▶ _RECORDS FOR THE EXERCISE_:
## Start

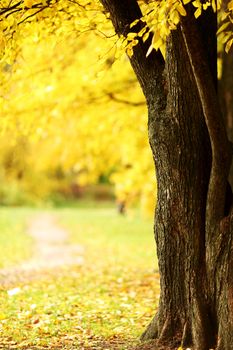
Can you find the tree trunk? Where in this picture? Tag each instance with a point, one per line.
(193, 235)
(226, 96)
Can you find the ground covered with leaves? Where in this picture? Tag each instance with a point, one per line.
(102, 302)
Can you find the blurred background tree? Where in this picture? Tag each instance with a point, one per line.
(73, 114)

## End
## Start

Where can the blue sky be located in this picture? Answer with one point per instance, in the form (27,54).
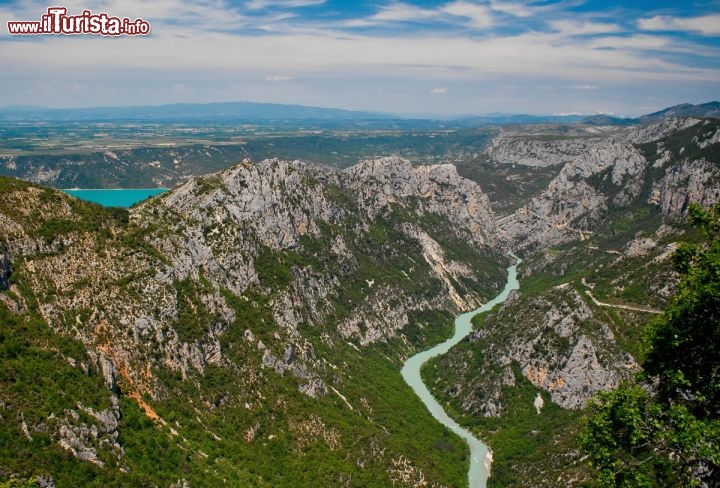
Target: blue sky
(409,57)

## End
## Start

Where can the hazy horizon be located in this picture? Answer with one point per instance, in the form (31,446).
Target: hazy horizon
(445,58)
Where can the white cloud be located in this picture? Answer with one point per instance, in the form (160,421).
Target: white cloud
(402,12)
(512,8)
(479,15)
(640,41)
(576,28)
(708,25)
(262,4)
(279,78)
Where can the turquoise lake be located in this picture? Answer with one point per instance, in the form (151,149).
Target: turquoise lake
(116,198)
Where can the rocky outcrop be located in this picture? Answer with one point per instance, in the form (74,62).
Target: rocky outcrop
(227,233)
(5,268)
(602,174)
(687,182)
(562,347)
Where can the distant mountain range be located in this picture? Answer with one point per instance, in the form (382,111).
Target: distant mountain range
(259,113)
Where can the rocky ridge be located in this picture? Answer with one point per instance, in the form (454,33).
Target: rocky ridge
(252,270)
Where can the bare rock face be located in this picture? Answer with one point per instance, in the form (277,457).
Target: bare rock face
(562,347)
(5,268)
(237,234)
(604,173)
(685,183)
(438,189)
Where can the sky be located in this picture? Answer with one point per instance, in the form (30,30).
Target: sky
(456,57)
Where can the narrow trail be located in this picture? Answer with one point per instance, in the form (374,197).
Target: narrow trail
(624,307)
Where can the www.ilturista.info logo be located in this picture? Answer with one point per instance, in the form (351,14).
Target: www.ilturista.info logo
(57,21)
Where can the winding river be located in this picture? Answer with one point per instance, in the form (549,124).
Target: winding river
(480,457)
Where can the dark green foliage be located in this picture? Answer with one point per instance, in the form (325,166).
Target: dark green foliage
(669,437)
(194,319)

## End

▶ _REQUIRED WORK_:
Pick out every line above that contains the word "horizon", and copy each of those lines out in full.

▶ _WRITTEN ANSWER_:
Where can the hazy horizon be located in this picture? Answer with one point per instance, in the form (31,446).
Target: hazy horizon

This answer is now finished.